Your objective:
Print the entries verbatim from their first line through the line containing "POLYGON ((444 142, 424", including both of these lines.

Material supplied:
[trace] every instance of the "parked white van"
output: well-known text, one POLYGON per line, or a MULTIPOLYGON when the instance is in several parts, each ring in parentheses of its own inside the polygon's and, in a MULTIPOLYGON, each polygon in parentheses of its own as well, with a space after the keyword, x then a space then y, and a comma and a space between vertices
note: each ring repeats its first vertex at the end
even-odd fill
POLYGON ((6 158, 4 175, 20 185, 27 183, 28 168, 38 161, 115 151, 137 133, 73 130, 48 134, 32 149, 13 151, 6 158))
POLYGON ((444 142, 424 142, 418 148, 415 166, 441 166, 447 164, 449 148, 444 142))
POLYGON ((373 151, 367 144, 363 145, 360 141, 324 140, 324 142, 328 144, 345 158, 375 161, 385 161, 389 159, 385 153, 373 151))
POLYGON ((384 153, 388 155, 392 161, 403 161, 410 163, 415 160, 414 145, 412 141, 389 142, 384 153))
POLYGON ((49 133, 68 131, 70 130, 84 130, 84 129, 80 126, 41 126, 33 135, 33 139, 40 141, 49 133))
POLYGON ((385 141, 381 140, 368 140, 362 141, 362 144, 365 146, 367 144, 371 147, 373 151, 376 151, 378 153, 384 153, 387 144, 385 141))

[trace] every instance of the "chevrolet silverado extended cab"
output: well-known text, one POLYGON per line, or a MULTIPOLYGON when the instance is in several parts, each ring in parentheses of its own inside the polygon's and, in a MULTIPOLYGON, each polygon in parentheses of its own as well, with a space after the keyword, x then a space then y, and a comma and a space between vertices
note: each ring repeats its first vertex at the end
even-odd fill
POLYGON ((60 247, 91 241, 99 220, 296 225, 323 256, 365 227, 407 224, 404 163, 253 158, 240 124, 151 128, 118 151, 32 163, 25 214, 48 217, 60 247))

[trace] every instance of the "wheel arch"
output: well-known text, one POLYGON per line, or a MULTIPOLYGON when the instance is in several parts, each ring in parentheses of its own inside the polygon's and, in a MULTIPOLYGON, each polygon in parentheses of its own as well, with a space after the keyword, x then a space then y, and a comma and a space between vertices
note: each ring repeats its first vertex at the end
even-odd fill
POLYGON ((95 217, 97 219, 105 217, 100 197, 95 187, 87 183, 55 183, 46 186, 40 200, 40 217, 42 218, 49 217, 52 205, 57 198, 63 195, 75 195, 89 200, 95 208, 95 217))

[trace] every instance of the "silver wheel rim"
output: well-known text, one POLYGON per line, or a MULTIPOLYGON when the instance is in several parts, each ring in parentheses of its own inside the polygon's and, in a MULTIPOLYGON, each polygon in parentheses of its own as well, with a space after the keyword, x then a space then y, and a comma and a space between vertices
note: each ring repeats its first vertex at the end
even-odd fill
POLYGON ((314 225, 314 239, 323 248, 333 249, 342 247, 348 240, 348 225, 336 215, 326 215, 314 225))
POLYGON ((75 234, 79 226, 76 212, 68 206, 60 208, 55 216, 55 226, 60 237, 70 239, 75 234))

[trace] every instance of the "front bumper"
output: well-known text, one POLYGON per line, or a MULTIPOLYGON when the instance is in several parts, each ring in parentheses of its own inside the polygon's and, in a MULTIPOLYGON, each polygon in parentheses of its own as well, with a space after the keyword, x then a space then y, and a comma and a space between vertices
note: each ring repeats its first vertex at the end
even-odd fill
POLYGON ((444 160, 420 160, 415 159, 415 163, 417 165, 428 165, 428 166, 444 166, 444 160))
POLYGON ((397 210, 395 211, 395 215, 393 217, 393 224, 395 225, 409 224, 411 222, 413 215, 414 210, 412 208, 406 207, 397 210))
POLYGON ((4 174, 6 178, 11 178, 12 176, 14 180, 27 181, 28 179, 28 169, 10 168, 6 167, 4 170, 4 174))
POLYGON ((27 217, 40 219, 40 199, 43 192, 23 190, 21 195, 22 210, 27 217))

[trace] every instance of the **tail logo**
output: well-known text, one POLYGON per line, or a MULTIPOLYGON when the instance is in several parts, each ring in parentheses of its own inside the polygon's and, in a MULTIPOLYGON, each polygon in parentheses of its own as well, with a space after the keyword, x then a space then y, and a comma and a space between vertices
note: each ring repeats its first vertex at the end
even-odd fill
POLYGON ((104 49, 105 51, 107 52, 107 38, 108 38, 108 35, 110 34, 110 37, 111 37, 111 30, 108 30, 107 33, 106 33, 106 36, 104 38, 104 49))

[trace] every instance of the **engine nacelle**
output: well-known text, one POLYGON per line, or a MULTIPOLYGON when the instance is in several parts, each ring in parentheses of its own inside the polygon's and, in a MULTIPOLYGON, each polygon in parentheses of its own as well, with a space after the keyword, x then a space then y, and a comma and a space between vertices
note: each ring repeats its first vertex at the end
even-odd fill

Answer to this exercise:
[trace] every instance of the "parked white van"
output: well-known text, one POLYGON per line, or a MULTIPOLYGON when the instance is in several parts, each ring in parentheses of its own inside the polygon's and, in a MULTIPOLYGON, each polygon in parentheses of its own as well, with a space after the keyword, x then a space then y, and a comma and a space between vertices
note: each ring repeats its first vertex at the end
even-odd fill
POLYGON ((6 158, 4 175, 20 185, 27 183, 28 168, 38 161, 115 151, 137 133, 73 130, 48 134, 32 149, 13 151, 6 158))
POLYGON ((444 142, 424 142, 418 148, 415 166, 441 166, 447 164, 449 148, 444 142))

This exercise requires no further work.